---------- LISTED ENTRIES
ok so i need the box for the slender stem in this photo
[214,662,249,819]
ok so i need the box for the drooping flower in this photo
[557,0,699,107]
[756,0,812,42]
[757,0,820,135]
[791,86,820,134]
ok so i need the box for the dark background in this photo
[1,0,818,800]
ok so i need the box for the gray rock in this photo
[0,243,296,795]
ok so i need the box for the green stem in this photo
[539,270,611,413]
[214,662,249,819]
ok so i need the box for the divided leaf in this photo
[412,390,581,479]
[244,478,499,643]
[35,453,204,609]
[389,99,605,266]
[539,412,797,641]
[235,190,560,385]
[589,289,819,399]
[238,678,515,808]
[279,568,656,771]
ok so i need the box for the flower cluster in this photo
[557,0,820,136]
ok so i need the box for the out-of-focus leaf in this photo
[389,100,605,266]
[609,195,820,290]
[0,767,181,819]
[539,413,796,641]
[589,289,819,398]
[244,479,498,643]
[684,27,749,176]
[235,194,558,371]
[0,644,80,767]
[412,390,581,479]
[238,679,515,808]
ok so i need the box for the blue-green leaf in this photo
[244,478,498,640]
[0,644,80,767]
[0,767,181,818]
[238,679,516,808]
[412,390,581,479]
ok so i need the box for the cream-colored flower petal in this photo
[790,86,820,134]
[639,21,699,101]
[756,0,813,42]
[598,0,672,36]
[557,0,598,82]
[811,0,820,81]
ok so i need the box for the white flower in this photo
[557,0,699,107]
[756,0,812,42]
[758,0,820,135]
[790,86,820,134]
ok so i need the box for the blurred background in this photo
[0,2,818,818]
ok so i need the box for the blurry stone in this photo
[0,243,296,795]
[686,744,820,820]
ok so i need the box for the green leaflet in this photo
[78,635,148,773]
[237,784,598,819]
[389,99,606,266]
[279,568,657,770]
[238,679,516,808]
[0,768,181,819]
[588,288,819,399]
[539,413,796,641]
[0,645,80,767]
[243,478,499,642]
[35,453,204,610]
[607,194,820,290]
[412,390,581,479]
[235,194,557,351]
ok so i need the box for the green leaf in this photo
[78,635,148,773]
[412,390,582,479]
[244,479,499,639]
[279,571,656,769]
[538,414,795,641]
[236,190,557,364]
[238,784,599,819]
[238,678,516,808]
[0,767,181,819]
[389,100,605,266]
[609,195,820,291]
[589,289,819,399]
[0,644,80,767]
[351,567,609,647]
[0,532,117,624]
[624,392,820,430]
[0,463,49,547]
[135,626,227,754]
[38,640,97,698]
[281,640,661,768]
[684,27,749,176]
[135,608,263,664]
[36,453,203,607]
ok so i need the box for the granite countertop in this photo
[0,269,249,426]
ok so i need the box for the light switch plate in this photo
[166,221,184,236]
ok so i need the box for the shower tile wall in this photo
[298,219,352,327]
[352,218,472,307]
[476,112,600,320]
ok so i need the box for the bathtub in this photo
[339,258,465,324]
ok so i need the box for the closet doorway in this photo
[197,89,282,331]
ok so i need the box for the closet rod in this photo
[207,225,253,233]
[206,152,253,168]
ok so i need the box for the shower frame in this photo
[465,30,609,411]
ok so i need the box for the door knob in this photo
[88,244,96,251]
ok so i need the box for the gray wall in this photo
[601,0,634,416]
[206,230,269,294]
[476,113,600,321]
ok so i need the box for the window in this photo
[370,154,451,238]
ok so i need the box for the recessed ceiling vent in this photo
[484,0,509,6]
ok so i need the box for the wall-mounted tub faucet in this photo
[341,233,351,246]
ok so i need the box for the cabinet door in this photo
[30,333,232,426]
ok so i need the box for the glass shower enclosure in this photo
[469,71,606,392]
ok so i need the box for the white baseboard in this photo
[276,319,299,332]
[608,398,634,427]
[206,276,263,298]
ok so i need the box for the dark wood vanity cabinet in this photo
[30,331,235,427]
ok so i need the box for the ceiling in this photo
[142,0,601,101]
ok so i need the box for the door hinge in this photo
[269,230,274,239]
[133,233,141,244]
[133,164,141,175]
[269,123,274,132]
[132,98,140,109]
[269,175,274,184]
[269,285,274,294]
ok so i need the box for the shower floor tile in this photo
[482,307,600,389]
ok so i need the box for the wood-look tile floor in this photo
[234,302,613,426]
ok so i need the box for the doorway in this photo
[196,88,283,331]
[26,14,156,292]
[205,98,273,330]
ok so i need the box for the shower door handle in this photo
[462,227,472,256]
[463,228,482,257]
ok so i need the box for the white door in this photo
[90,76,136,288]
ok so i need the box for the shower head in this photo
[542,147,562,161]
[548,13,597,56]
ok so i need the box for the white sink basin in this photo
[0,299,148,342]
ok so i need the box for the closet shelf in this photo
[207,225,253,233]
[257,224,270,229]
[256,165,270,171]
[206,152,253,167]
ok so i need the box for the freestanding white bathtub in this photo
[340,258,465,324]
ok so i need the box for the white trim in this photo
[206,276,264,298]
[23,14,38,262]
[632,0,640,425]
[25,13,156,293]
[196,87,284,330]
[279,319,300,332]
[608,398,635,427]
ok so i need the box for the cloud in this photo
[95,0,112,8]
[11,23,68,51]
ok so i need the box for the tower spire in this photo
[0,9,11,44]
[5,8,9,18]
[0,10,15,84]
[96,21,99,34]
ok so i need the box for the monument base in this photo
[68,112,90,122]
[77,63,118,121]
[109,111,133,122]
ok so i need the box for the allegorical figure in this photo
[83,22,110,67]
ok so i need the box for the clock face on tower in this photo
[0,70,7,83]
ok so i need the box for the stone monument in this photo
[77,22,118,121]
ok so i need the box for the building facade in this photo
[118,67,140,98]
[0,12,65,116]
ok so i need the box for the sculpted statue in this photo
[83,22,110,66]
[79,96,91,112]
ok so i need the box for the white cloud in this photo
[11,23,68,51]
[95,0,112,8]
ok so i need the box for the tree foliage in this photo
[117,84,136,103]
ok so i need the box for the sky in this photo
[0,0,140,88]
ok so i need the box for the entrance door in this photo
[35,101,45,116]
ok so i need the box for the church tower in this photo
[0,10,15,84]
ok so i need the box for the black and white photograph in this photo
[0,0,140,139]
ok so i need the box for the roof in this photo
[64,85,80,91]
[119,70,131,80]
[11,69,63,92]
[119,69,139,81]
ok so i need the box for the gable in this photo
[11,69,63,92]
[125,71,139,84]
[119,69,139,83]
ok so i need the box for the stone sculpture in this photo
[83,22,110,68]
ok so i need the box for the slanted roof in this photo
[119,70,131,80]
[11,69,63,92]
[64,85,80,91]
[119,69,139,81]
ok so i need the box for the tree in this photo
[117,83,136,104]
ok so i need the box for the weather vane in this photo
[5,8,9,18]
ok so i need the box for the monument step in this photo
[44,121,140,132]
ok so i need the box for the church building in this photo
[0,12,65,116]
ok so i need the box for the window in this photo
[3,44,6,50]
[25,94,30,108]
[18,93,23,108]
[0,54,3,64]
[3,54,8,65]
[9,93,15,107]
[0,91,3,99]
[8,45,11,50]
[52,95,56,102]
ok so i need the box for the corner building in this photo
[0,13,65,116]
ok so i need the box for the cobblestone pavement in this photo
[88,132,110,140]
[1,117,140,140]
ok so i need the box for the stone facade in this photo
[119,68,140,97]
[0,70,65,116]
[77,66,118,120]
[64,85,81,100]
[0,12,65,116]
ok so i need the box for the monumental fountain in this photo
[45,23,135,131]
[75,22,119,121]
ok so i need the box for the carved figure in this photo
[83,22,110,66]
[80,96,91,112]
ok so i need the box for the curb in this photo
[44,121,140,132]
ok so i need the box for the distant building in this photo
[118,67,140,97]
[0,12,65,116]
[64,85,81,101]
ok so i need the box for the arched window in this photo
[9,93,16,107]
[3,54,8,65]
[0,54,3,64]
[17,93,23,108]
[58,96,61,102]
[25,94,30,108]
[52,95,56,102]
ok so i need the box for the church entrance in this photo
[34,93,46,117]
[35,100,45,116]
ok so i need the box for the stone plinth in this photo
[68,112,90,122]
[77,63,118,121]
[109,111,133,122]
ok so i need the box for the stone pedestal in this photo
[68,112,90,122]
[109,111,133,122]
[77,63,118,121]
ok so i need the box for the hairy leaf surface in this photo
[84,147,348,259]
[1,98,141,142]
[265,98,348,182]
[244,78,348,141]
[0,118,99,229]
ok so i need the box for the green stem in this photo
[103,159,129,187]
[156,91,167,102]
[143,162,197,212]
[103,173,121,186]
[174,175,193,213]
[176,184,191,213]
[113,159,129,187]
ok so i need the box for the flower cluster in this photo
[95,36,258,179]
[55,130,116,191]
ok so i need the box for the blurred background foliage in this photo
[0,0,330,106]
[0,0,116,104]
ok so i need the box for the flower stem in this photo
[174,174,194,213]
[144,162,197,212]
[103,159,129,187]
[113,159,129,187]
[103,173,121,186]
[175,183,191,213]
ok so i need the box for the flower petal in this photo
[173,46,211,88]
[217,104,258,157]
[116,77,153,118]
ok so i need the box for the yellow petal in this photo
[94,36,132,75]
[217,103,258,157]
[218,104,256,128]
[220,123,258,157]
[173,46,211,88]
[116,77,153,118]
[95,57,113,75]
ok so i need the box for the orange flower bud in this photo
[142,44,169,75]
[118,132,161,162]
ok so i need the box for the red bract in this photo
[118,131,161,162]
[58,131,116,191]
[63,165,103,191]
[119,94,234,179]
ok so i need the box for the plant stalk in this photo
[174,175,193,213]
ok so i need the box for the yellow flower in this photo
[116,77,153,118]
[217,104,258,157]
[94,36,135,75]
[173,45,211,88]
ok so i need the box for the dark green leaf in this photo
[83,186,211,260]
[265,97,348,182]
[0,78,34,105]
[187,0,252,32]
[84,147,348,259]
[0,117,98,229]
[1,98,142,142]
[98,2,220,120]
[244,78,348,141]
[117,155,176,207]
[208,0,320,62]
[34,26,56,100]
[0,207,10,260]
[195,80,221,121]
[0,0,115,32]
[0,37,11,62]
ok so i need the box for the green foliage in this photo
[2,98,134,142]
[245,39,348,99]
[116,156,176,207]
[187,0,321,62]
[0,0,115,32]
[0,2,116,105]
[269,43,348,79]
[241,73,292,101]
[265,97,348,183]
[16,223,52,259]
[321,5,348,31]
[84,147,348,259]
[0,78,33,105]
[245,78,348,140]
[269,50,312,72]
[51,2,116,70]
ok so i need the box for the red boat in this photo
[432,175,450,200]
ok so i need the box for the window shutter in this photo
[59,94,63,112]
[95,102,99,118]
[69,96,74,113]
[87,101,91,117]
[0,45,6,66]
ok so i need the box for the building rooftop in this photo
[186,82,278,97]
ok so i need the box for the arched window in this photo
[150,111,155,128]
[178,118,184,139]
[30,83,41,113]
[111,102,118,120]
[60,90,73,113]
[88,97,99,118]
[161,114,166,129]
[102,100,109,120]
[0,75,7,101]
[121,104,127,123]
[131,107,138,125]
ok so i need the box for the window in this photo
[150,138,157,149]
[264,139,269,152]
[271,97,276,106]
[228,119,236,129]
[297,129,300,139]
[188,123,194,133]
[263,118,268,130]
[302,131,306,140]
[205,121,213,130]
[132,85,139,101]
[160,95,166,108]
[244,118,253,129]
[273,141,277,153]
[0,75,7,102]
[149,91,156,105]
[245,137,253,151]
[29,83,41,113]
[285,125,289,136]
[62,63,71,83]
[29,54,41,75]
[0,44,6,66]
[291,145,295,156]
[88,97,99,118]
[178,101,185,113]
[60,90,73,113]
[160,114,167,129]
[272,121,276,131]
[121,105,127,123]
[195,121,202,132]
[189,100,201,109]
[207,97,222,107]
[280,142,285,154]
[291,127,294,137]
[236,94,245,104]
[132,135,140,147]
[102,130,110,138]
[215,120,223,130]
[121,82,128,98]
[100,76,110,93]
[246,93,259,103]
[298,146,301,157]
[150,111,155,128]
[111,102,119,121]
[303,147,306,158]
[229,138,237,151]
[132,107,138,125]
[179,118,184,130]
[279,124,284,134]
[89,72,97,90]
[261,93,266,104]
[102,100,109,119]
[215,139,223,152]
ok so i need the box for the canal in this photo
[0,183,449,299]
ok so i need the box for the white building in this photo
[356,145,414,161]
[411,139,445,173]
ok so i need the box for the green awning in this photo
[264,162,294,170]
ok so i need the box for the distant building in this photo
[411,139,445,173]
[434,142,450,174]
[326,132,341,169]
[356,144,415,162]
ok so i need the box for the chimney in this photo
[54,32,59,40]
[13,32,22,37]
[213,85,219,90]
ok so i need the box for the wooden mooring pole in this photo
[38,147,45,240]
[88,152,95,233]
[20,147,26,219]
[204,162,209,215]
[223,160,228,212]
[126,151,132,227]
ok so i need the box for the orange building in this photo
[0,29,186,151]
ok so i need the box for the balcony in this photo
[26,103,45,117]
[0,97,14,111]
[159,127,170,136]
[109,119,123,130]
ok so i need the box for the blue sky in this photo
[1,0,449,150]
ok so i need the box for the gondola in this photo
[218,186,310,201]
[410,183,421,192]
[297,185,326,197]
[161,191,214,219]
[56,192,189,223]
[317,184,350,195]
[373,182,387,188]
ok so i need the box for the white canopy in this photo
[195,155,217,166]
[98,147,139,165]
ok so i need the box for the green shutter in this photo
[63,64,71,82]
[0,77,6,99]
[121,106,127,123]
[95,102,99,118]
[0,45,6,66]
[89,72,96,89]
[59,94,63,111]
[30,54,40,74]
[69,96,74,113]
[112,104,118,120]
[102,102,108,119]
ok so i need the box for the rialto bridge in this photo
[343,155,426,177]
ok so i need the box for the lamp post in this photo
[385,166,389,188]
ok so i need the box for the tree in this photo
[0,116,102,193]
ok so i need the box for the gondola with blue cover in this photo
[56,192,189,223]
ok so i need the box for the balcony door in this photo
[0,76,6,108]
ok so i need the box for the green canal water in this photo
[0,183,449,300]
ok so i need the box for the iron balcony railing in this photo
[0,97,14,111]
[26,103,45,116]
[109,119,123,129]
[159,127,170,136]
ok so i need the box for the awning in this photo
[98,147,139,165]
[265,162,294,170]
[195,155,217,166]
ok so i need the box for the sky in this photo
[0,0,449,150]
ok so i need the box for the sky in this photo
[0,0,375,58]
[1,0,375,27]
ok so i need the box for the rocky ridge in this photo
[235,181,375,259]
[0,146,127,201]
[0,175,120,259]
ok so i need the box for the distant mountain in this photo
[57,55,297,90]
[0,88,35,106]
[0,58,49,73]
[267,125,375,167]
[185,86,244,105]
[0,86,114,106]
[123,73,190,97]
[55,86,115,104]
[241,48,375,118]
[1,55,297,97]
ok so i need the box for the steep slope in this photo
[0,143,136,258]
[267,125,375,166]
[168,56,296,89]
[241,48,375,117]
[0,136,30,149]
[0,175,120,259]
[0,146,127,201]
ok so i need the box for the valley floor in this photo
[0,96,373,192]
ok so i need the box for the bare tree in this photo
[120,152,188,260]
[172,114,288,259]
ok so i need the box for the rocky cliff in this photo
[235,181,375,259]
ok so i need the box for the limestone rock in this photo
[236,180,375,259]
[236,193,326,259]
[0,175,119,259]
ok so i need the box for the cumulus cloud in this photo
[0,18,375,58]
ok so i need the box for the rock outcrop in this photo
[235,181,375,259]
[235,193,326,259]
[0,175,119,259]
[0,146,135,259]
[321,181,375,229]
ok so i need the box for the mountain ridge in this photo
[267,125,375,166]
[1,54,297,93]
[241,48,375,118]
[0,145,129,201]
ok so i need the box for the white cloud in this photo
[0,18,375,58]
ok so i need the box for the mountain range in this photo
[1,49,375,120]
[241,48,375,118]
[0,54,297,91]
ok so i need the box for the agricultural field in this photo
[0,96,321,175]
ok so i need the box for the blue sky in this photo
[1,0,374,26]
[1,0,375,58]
--------------------
_TASK TO COMPLETE_
This exercise calls for the lines from the one holding "ok so i need the box for the valley" through the end of the entries, transcribed exactly and with nothing more.

_RESULT_
ok so i need the box for the valley floor in this photo
[0,96,373,192]
ok so i need the box for the bare tree in this photo
[120,152,188,260]
[172,114,288,259]
ok so i need the box for the rocky cliff in this photo
[235,181,375,259]
ok so i need the box for the limestone rock in this photo
[236,180,375,259]
[236,193,326,259]
[0,175,119,259]
ok so i need the box for the cumulus cloud in this photo
[0,18,375,58]
ok so i need the box for the rock outcrop in this photo
[235,181,375,259]
[235,193,326,259]
[0,175,119,259]
[0,146,135,259]
[321,181,375,229]
ok so i need the box for the mountain ridge in this photo
[267,125,375,166]
[1,54,297,93]
[241,48,375,118]
[0,145,129,201]
ok so i need the box for the white cloud in this photo
[0,18,375,58]
ok so i need the box for the mountain range in this photo
[1,49,375,120]
[241,48,375,118]
[0,54,297,91]
ok so i need the box for the agricultural field in this photo
[0,96,321,175]
ok so i need the box for the blue sky in this photo
[1,0,374,26]
[1,0,375,58]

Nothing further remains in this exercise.